● **Work to be completed**
Up to and including the line that contains "positive clicks: (17, 203)", repeat each line of the data exactly, starting from the first.

[Material for this task]

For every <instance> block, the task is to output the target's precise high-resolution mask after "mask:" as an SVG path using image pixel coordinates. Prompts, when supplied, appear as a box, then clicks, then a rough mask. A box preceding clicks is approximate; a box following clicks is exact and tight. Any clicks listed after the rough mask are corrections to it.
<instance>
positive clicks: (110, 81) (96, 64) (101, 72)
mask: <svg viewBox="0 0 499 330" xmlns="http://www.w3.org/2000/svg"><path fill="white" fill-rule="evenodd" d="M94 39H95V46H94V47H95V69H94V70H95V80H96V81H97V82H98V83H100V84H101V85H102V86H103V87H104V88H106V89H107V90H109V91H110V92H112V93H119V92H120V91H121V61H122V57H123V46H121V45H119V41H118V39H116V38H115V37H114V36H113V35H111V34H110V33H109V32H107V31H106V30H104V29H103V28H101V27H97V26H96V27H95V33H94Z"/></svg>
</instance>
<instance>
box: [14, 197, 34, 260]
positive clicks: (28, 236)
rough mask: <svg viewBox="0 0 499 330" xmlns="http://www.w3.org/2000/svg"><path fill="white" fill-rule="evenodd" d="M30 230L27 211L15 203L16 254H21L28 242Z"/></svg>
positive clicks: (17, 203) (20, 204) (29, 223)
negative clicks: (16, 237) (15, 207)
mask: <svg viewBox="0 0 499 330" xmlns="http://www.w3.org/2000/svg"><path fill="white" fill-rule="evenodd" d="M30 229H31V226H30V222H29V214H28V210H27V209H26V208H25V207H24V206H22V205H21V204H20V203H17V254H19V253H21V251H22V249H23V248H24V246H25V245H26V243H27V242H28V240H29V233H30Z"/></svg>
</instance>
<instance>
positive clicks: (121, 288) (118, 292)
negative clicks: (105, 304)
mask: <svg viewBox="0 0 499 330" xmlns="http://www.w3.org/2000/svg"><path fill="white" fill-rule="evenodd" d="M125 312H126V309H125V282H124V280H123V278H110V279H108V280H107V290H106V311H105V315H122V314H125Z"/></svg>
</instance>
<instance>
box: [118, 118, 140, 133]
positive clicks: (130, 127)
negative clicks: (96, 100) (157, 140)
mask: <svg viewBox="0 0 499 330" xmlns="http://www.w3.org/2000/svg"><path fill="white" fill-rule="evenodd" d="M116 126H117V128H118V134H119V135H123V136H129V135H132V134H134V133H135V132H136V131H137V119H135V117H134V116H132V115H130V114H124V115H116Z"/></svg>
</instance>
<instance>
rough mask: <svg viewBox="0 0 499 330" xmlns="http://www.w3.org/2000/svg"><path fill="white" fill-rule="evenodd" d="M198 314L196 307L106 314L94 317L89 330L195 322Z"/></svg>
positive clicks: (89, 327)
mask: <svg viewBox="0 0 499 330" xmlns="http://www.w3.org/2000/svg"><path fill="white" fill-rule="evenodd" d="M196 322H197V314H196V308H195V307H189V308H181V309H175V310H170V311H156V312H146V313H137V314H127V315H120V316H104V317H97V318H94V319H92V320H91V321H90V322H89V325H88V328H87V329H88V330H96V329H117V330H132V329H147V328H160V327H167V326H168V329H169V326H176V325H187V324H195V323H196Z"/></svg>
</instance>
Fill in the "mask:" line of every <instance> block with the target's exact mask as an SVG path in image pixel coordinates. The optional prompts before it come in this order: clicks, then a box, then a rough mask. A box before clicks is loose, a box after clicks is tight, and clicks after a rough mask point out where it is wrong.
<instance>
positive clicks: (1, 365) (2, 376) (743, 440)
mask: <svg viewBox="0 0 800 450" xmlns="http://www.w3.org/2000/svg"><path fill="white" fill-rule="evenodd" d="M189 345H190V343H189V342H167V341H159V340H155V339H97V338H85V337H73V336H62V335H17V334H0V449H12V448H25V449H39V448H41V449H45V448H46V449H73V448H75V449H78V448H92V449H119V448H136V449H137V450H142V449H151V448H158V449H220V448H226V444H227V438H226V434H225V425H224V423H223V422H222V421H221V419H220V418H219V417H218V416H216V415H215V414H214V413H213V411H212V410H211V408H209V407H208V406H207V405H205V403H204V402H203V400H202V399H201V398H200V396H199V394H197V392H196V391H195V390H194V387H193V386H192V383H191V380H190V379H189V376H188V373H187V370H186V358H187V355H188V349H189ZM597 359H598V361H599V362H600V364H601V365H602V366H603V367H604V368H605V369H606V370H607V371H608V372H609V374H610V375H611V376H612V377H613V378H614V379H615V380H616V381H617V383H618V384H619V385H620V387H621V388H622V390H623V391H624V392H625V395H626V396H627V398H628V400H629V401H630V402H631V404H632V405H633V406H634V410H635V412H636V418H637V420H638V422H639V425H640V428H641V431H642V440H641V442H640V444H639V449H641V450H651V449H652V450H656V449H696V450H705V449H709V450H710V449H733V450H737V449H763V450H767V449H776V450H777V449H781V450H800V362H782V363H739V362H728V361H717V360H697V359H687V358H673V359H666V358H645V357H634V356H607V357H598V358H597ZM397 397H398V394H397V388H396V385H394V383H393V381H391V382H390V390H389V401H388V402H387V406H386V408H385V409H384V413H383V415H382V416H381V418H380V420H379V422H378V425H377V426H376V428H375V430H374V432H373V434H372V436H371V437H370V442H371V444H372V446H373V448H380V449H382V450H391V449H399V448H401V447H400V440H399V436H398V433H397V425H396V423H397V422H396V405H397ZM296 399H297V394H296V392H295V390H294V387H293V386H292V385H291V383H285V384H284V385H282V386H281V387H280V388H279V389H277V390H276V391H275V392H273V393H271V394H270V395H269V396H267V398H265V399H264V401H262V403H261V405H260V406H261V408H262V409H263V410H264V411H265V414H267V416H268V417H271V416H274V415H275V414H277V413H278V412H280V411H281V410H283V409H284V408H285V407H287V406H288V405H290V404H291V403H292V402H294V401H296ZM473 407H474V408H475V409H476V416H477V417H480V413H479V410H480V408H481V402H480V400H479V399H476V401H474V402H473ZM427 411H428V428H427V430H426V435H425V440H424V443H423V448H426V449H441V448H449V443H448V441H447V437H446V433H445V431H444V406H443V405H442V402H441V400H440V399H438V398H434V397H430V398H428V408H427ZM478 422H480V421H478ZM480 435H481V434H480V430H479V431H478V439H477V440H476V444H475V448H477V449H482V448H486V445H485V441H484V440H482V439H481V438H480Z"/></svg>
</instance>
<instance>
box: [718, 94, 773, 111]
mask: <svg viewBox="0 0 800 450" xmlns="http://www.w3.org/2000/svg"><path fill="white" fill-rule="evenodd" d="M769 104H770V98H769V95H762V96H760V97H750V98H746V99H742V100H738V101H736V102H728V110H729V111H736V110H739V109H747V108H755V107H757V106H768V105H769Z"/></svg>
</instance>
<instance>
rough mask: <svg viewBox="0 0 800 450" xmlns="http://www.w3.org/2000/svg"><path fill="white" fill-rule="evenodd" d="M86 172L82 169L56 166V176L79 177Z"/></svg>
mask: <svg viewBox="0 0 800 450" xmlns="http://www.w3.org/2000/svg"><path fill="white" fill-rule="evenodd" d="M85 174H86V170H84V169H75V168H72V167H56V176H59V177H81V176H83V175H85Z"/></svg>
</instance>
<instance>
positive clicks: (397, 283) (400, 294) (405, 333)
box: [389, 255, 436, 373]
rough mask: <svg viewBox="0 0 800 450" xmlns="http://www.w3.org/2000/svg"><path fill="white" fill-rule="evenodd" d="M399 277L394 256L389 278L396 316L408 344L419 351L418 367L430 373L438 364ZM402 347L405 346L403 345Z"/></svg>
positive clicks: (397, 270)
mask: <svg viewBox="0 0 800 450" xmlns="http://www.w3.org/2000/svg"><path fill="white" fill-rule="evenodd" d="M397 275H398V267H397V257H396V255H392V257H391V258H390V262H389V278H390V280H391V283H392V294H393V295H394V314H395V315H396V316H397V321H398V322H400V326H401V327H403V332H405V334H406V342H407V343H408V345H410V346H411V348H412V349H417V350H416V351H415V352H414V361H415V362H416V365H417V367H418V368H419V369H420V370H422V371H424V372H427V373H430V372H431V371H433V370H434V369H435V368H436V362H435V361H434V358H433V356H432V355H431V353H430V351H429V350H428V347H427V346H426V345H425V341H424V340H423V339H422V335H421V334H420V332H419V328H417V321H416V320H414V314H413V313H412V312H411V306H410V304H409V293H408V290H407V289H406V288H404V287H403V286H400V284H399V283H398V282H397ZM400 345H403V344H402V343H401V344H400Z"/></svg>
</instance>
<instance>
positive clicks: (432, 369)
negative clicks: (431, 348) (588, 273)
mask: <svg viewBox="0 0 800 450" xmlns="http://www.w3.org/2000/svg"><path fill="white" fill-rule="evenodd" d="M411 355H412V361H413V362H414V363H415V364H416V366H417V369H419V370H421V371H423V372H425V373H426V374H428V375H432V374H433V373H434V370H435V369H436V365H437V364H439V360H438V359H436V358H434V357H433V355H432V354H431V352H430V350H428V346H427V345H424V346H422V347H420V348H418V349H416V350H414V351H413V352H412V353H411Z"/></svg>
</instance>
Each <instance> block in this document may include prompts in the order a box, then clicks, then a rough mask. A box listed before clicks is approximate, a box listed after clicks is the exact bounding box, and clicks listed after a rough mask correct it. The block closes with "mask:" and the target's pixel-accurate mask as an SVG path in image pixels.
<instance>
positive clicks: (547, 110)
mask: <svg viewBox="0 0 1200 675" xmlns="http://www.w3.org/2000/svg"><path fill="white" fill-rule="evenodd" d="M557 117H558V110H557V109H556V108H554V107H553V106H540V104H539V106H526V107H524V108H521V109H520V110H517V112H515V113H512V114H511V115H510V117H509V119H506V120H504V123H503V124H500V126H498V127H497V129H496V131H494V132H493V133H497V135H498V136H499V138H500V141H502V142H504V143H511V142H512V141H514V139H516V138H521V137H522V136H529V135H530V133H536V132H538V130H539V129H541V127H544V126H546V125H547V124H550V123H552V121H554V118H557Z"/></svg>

[/Material for this task]

● **Response to this task**
For every <instance> block, the task is to output the target's precise high-resolution mask after "mask:" as an SVG path using image pixel coordinates. Prompts, when supplied, appear as a box, then clicks, then a rough mask. A box preceding clicks is approximate; a box following clicks is exact and tight. Any clicks listed after the rough mask are corrections to it.
<instance>
positive clicks: (110, 81) (96, 64) (101, 72)
mask: <svg viewBox="0 0 499 330" xmlns="http://www.w3.org/2000/svg"><path fill="white" fill-rule="evenodd" d="M94 39H95V46H94V47H95V69H94V70H95V80H96V81H97V82H98V83H100V84H101V85H102V86H103V87H104V88H106V89H107V90H109V91H110V92H112V93H119V92H120V91H121V61H122V57H123V46H121V45H119V41H118V39H116V38H115V37H114V36H113V35H111V34H110V33H109V32H107V31H106V30H104V29H103V28H101V27H97V26H96V27H95V33H94Z"/></svg>
</instance>
<instance>
box: [14, 197, 34, 260]
positive clicks: (28, 236)
rough mask: <svg viewBox="0 0 499 330" xmlns="http://www.w3.org/2000/svg"><path fill="white" fill-rule="evenodd" d="M30 230L27 211L15 203L16 254H21L28 242Z"/></svg>
positive clicks: (17, 203) (20, 204) (29, 223)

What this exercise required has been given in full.